§ **Directions for this task**
Each entry must appear again exactly as it does in the source.

§ **Records for the exercise**
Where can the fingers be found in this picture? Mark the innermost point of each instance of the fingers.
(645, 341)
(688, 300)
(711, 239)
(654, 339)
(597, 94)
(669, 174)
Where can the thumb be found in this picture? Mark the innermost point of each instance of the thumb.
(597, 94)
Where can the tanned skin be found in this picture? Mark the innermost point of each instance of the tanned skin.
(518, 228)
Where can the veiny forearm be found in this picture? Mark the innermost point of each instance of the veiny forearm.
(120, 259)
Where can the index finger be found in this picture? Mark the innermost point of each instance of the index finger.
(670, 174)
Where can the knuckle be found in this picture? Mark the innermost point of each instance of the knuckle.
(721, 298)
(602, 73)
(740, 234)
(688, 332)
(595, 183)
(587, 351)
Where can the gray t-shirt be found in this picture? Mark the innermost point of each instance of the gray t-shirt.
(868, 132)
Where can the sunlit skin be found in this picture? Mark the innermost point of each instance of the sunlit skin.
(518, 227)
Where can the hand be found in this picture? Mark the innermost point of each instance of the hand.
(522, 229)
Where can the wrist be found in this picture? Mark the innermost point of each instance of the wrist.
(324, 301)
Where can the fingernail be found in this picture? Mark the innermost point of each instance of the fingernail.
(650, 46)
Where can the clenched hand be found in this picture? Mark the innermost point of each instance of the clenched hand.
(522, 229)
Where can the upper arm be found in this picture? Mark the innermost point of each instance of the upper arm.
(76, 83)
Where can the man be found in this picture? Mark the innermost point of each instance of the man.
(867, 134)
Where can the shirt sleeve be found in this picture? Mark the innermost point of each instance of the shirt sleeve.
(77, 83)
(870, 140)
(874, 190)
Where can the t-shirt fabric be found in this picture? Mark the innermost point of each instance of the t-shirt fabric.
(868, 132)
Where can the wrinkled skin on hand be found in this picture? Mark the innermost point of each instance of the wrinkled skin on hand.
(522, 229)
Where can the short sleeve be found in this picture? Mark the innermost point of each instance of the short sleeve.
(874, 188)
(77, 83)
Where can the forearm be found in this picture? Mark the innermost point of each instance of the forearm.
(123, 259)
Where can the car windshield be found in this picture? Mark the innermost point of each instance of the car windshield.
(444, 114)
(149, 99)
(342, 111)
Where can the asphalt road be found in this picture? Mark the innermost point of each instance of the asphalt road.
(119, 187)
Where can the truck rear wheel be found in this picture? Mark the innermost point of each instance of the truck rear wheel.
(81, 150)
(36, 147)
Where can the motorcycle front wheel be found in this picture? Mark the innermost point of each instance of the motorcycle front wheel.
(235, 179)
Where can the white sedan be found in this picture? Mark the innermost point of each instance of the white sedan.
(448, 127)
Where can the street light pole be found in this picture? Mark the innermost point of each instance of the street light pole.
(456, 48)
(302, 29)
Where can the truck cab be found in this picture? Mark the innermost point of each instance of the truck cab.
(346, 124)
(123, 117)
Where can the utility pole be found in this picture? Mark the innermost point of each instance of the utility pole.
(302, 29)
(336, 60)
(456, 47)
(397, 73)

§ **Result of this exercise**
Where can the fingers be found in this picture? Mark the innermost point of each instance of the fingers.
(645, 341)
(688, 300)
(711, 239)
(654, 339)
(597, 94)
(669, 174)
Where can the thumb be found in this picture? Mark the innermost point of each instance of the thumb.
(597, 94)
Where can the tanned skin be found in this picture? Mark the innermost point of each instance of the tanned skin.
(518, 228)
Where can the veiny forearm be found in this picture? Mark the innermost point of each instance of the veiny forearm.
(120, 259)
Where can the index finger be found in this picture? Mark the innermost point of each instance of the index finger.
(670, 174)
Where can the knuckle be found in this picture? Mark the innermost point of each instance of the knuckle.
(721, 298)
(602, 73)
(740, 234)
(688, 332)
(595, 183)
(587, 351)
Where can the gray t-shirt be found in this picture? Mark the innermost point of each instance of the gray t-shirt.
(868, 132)
Where can the sunlit skin be found in this picture? Mark the innermost point of each instance of the sunlit skin.
(518, 227)
Where can the hand be found in this picture? Mark the innermost point of each instance of the hand.
(522, 229)
Where can the wrist be found in this picture? Mark the innermost point of each instance of the wrist.
(324, 301)
Where can the fingernail be found in this picture? Mark the innermost point of each instance of the fingernail.
(650, 46)
Where can the clenched hand be found in this picture? Mark the innermost point of each instance of the clenched hand.
(522, 229)
Where can the upper arm be found in this picture? Mark the innermost point of each instance of the upper arm.
(76, 83)
Where can the man be found in this picture? Mark the innermost point of each instance of the man.
(867, 134)
Where can the shirt sleeve be found in this picture? Mark the innermost point of each instance of the shirt sleeve.
(77, 83)
(870, 140)
(874, 190)
Where can the t-shirt fabric be found in this picture? Mark the innermost point of each instance of the t-shirt fabric.
(868, 132)
Where can the wrinkled skin on hand be found in this picture? Mark the innermost point of each instance of the wrinkled skin on hand.
(522, 229)
Where can the short sleeve be found in this picture? Mark the innermost point of each instance of the short sleeve.
(874, 188)
(77, 83)
Where can the forearm be found in this picture? Mark the innermost point of each instance of the forearm.
(123, 259)
Where can the car windshield be found in this picture? Mark the innermost point of each instance of the car windshield.
(444, 114)
(149, 99)
(342, 111)
Where can the asphalt road be found in this picture? Mark the innermost point of each instance of the asphalt road.
(119, 187)
Where can the truck rear wheel be found in this picture? Mark the innermost point of each instance of the truck rear wheel.
(81, 150)
(36, 147)
Where can the motorcycle front wheel be found in this picture? Mark the innermost point of each instance of the motorcycle front wheel.
(235, 179)
Where can the white sedan be found in this picture? Mark the innermost point of each instance of the white sedan.
(448, 127)
Where can the street light pole be found in this picture? Mark the innermost point of each instance of the street light pole.
(456, 48)
(302, 29)
Where can the truck cab be found in this picture? Mark the innermost point of each instance of the truck cab.
(346, 124)
(123, 117)
Where can the utility pole be found in this picture? Mark the innermost point of each instance of the utility pole.
(302, 29)
(336, 60)
(456, 47)
(397, 73)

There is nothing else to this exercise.